◆ Problem requirements
With the line containing "the red banner" as the first line and the last line of the records as the final one, reproduce that range exactly.

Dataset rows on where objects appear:
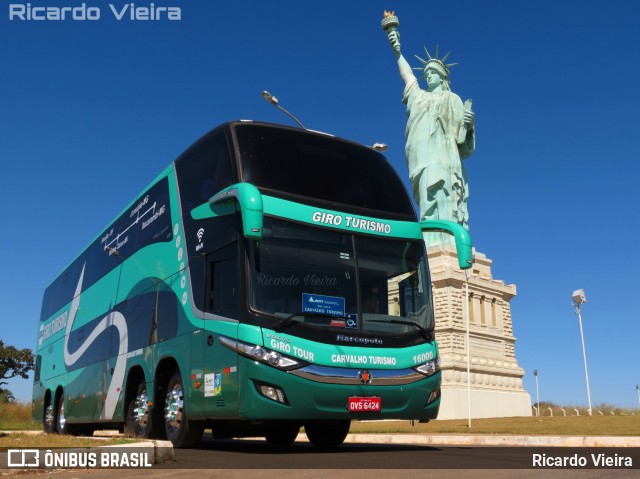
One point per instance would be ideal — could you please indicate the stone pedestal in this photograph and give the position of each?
(496, 378)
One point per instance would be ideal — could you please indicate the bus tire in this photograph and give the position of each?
(61, 426)
(281, 434)
(327, 434)
(49, 418)
(180, 431)
(138, 422)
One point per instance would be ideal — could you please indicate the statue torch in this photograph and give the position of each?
(390, 25)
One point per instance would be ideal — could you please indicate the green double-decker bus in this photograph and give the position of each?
(270, 278)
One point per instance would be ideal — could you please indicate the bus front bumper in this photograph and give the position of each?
(269, 393)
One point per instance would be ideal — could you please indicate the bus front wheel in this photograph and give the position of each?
(327, 434)
(180, 431)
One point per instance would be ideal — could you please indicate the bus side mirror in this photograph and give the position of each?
(460, 234)
(242, 196)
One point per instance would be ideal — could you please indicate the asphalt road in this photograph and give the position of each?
(248, 459)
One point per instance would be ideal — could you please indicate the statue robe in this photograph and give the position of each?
(434, 156)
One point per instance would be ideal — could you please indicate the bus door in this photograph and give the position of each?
(222, 305)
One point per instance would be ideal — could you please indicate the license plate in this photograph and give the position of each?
(364, 404)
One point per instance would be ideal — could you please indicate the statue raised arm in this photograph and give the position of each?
(440, 134)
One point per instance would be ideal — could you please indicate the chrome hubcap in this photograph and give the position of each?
(173, 408)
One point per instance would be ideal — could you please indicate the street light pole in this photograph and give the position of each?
(578, 299)
(535, 373)
(466, 309)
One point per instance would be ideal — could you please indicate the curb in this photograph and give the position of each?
(487, 440)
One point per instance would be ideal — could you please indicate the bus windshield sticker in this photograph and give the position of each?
(317, 303)
(211, 383)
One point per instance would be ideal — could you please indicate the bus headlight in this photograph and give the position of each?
(262, 354)
(430, 367)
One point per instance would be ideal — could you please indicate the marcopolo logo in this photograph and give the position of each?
(86, 12)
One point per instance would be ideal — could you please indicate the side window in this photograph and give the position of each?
(204, 170)
(222, 282)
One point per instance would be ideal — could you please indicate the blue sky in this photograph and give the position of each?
(91, 111)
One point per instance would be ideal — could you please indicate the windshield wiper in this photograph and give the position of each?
(281, 323)
(425, 334)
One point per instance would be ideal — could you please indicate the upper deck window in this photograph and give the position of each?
(289, 162)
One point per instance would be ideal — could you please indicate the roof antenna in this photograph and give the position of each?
(274, 101)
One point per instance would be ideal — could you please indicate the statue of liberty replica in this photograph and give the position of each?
(440, 136)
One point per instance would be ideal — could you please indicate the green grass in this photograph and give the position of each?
(24, 440)
(17, 417)
(544, 426)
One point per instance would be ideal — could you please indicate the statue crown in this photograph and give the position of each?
(436, 63)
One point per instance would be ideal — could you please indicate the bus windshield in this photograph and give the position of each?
(340, 280)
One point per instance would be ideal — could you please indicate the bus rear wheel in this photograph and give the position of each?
(327, 434)
(138, 421)
(180, 431)
(281, 434)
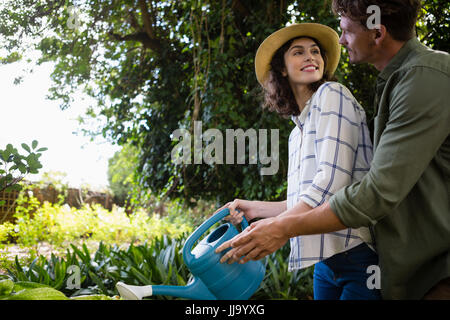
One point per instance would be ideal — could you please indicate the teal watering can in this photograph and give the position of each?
(211, 279)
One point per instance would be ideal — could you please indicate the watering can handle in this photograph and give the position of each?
(187, 255)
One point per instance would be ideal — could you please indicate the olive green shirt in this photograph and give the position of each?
(405, 195)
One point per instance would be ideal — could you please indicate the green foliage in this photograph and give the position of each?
(14, 166)
(57, 224)
(157, 66)
(121, 174)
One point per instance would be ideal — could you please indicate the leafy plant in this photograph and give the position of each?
(14, 166)
(58, 224)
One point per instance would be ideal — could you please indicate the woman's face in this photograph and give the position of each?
(303, 62)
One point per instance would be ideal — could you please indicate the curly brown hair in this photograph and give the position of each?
(398, 16)
(278, 95)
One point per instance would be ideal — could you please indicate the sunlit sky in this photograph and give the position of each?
(27, 115)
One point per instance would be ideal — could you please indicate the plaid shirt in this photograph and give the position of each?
(329, 148)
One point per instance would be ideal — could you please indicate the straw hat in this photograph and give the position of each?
(327, 37)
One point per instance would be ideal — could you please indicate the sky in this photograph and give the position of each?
(26, 115)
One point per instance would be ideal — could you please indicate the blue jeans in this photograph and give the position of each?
(344, 276)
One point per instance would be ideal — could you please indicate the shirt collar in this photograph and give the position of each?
(399, 58)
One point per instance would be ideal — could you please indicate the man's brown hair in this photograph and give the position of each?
(398, 16)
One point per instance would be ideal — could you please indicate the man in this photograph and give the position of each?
(405, 195)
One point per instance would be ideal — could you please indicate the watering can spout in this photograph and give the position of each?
(196, 289)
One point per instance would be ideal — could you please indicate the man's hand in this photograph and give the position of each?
(255, 242)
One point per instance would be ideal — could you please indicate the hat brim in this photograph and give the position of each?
(327, 38)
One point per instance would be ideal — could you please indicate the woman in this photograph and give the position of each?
(329, 147)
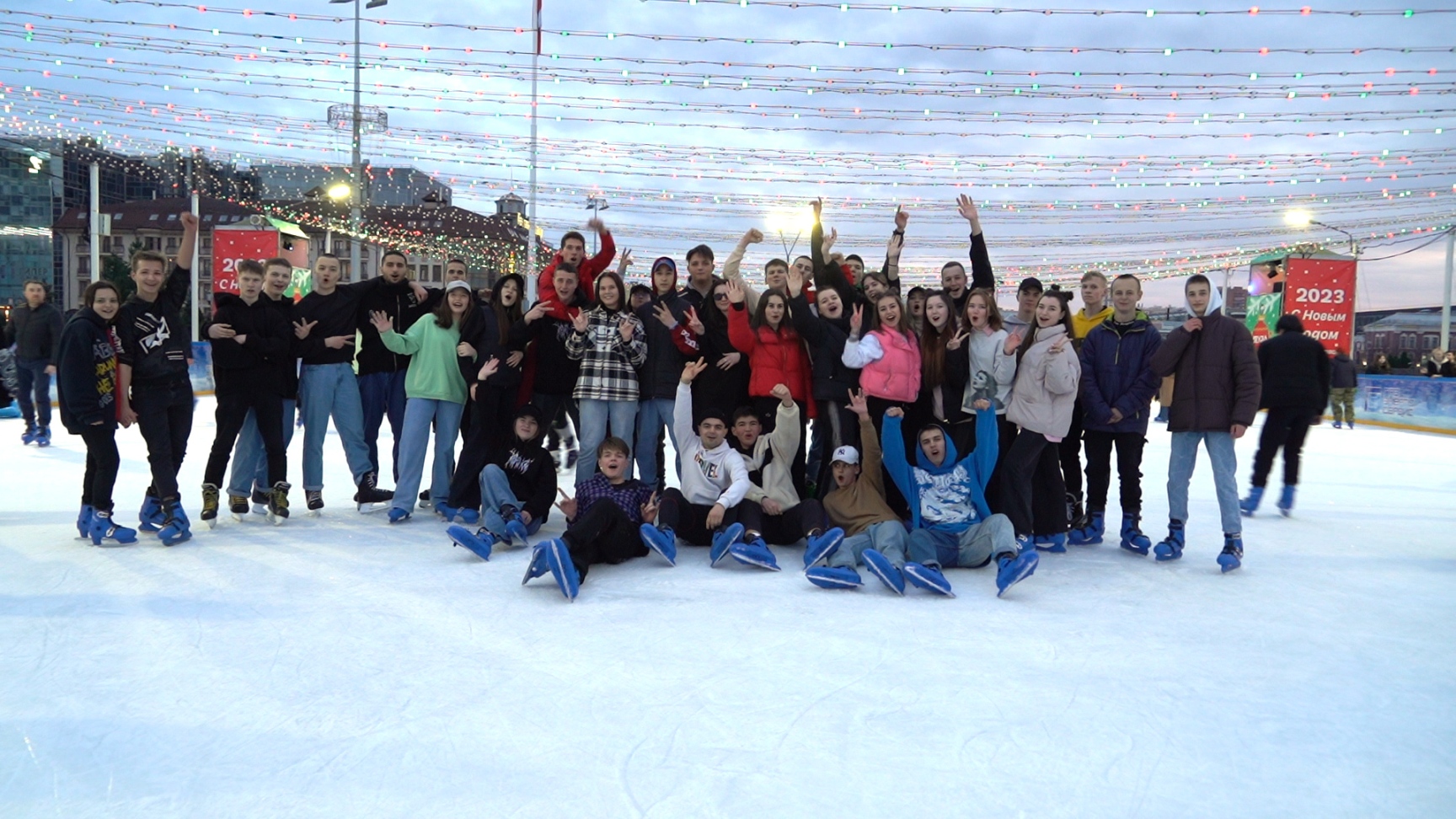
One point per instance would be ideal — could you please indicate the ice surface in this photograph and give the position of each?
(340, 666)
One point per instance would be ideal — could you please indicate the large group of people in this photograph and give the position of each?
(899, 435)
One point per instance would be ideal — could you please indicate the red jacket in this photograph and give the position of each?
(774, 359)
(587, 273)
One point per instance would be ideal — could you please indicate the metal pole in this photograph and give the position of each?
(357, 194)
(1446, 302)
(530, 217)
(95, 222)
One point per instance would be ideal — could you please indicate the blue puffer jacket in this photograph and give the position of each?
(1117, 373)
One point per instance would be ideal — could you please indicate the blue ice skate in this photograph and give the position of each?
(756, 553)
(1091, 533)
(827, 577)
(884, 570)
(1171, 547)
(558, 557)
(479, 543)
(928, 577)
(822, 545)
(1232, 554)
(660, 541)
(721, 541)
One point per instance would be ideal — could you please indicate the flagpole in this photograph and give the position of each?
(530, 235)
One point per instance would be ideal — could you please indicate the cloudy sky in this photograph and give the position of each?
(1097, 137)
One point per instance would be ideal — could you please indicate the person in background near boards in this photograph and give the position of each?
(251, 458)
(156, 389)
(1092, 313)
(35, 329)
(251, 340)
(1343, 383)
(1216, 395)
(1117, 393)
(325, 325)
(1296, 375)
(86, 388)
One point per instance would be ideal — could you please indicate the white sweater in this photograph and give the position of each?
(709, 475)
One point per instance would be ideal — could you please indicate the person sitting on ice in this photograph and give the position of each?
(772, 511)
(875, 535)
(603, 523)
(516, 489)
(704, 511)
(950, 522)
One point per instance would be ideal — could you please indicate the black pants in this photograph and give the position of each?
(491, 411)
(1283, 426)
(1129, 473)
(102, 463)
(782, 529)
(165, 415)
(1070, 453)
(603, 533)
(689, 521)
(233, 404)
(1033, 489)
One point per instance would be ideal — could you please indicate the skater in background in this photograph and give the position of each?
(325, 325)
(1296, 375)
(610, 345)
(1343, 383)
(1216, 395)
(35, 329)
(251, 345)
(155, 387)
(1041, 403)
(874, 533)
(950, 523)
(436, 393)
(1117, 393)
(86, 388)
(604, 523)
(704, 511)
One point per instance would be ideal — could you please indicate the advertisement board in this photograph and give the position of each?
(232, 247)
(1322, 295)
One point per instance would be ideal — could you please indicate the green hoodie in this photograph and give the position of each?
(434, 371)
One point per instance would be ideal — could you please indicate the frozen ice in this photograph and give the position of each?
(340, 666)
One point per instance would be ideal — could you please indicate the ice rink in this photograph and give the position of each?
(340, 666)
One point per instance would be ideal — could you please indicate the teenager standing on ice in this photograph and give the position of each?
(1216, 395)
(434, 391)
(1117, 393)
(704, 511)
(1295, 375)
(86, 387)
(156, 389)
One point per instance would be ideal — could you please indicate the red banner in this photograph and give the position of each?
(1322, 295)
(232, 247)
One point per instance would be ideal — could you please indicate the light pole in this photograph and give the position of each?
(596, 206)
(357, 201)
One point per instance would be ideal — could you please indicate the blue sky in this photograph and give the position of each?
(1111, 140)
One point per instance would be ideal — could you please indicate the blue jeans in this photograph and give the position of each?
(495, 491)
(1225, 463)
(249, 459)
(970, 549)
(383, 393)
(331, 391)
(35, 391)
(415, 439)
(653, 415)
(887, 538)
(594, 417)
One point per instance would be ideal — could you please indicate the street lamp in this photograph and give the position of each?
(1305, 219)
(357, 206)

◆ Solution
One point per instance would be ideal — could you please indicate the red banner in this photograph and give the position of each?
(1322, 295)
(232, 247)
One point per instance would be ideal — could you please indicate the light pole in this photograph and give the position of each?
(596, 206)
(357, 201)
One point per instance would be ideal — could you please indicate the blue sky in this photograph and give the position of each?
(1111, 140)
One point per instance would be ideal — could you please indicate the blue jeans in this photograph and give the position of each?
(495, 491)
(1225, 463)
(249, 459)
(970, 549)
(383, 393)
(331, 391)
(35, 391)
(415, 439)
(653, 415)
(887, 538)
(594, 417)
One point per instance would be ideal — could you please indicate the street lamp in this photograph and give the position of each?
(1305, 219)
(357, 206)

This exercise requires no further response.